**TO DO**:
The whole listing should be written out again exactly.

**EXTRACTED INFORMATION**:

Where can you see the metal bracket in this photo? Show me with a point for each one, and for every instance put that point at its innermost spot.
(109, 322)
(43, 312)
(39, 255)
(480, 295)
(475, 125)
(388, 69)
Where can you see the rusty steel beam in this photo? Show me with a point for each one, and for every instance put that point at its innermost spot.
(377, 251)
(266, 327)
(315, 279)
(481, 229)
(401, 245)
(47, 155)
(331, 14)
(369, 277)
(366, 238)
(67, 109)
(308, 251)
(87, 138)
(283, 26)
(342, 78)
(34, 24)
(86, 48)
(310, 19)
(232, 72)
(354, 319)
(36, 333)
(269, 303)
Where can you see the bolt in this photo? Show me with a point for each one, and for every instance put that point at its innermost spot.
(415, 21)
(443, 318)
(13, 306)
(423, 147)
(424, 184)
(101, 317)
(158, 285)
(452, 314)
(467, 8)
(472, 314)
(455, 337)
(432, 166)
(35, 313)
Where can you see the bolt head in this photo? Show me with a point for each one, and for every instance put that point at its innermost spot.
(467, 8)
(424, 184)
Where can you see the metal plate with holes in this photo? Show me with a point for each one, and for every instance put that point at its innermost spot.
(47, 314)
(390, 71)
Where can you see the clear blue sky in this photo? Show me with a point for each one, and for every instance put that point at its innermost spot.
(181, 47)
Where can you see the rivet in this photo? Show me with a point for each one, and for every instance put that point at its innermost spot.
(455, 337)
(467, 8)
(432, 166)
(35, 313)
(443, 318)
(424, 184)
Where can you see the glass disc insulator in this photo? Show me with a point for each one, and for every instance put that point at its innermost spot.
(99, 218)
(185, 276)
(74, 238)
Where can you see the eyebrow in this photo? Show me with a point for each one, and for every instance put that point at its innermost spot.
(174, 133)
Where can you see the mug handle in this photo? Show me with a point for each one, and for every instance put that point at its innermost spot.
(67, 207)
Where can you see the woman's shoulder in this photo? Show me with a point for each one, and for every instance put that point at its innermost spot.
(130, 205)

**SOLVED EXERCISE**:
Where can you see the metal bracket in this photo? Show me with a point for each one, and for every instance put that point at its innermost spot.
(109, 322)
(43, 312)
(39, 255)
(480, 295)
(475, 125)
(388, 69)
Where can you see the rusty steel beam in this photo? Show me with a point for each one, and for every instance put that point at its innermost spot.
(377, 251)
(266, 327)
(315, 279)
(481, 229)
(401, 245)
(47, 155)
(331, 14)
(369, 277)
(366, 238)
(67, 109)
(308, 251)
(87, 138)
(283, 26)
(342, 78)
(34, 24)
(86, 48)
(310, 19)
(232, 72)
(354, 319)
(36, 333)
(269, 303)
Where can you see the bolt in this photo? Show me with a point for each one, and for every instance put that point at its innermost spot.
(415, 21)
(443, 318)
(13, 306)
(423, 147)
(424, 184)
(101, 317)
(158, 285)
(452, 314)
(467, 8)
(472, 314)
(455, 337)
(432, 166)
(35, 313)
Where can you see the bolt head in this photo? Show me with a point for each one, and for every instance put that point at its innermost spot.
(467, 8)
(424, 184)
Where can you see the metal plate with holes in this photo? Show me with a point for each one, and for every instance put that point at its innermost spot.
(47, 314)
(390, 71)
Where can you see the clear blue sky in this photo? Show me with a point for each one, and for every instance put that point at its innermost spot.
(181, 47)
Where can you see the rivet in this photo? Show me with a point for each one, and for every instance put that point at its innermost spot.
(455, 337)
(467, 8)
(432, 166)
(35, 313)
(443, 318)
(424, 184)
Where can you see the glass disc insulator in this photo? Show me with a point for each one, and for every instance put that point at its innermost spot.
(99, 218)
(185, 276)
(74, 238)
Where can you see the eyebrow in this photo? Show me with a point for each one, and for every instance put that point at its innermost spot.
(174, 133)
Where can you see the mug handle in this photo? Show me with a point for each one, and for every instance put that point at its innermost spot.
(67, 207)
Where can you see the woman's shoulder in this photo? Show me with a point for each one, and for every instance put that point at its innermost spot.
(130, 205)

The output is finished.